- [Instructions for the task]: Write out the records below word for word, please.

Region pointing data:
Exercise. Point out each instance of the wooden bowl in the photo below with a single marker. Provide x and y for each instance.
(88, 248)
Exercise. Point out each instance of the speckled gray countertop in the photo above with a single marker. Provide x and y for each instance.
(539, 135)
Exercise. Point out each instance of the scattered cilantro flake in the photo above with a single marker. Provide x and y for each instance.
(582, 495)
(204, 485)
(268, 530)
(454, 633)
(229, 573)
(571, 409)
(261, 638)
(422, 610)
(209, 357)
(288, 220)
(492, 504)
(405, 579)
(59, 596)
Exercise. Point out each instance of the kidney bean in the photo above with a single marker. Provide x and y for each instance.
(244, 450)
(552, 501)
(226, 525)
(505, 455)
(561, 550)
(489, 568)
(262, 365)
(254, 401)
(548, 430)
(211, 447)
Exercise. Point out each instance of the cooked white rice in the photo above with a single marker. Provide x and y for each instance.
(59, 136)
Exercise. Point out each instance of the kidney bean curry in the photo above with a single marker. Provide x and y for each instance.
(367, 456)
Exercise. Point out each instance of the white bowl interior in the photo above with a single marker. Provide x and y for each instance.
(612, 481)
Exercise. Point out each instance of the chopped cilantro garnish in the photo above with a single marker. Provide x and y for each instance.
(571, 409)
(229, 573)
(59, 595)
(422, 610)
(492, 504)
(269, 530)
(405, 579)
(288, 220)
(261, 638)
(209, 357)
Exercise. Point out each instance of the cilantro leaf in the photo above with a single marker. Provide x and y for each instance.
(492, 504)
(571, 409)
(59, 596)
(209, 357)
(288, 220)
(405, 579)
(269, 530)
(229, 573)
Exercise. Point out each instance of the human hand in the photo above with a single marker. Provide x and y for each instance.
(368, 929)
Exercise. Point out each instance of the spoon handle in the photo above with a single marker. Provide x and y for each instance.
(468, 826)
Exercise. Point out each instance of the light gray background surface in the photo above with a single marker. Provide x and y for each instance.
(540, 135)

- [Solved exercise]:
Exercise. Point out each instance of the wooden bowl in the photo below with a single marker. Provide x and y for each instance.
(88, 248)
Exercise. Point out each instance of the speckled gray countertop in the photo above with a single marker. Provide x and y for each instance.
(539, 135)
Exercise. Point out each instance of the scattered cilantro flake in the photo above with a single marker. Provide x and y for each instance.
(582, 495)
(204, 485)
(268, 530)
(454, 633)
(229, 573)
(571, 409)
(261, 638)
(422, 610)
(209, 357)
(288, 220)
(492, 504)
(405, 579)
(59, 596)
Exercise. Point out each instance of the kidney bean in the photo above with a single marker. Provide x and y for each instance.
(244, 450)
(552, 501)
(226, 525)
(505, 455)
(561, 550)
(489, 568)
(262, 365)
(254, 401)
(548, 430)
(211, 447)
Exercise. Point out each instance of the cooked white rice in the photo above with a single marker. Provide x and y for each instance.
(59, 136)
Exercise. Point out each instance of the kidney bean curry in the photo above with a single marker. Provide x and y for each instance.
(367, 456)
Exercise. Point out each instance of the white bowl interior in the photo above with a single marker. Provide x and y for each instance.
(612, 481)
Exercise. Point out each instance of the chopped cilantro garnish in the photo above with a single marker. Provide x and y for each instance.
(571, 409)
(229, 573)
(59, 595)
(422, 610)
(492, 504)
(269, 530)
(405, 579)
(288, 220)
(261, 638)
(209, 357)
Exercise. Point out each instance of the cilantro leaf in the photo above with a single marker. Provide x and y for each instance.
(492, 504)
(571, 409)
(59, 596)
(209, 357)
(288, 220)
(405, 579)
(269, 530)
(229, 573)
Exercise. Point out each instance of the human hand in the photo above with a single marker. Provide x and y for each instance.
(368, 929)
Exercise. Point out each instance of the spoon handle in the photo above with a single marker. Provide x and y for each instance.
(468, 826)
Exercise. Point out each instance of the light gray background surface in the photo above with a single marker. Provide x and y for each instance.
(540, 135)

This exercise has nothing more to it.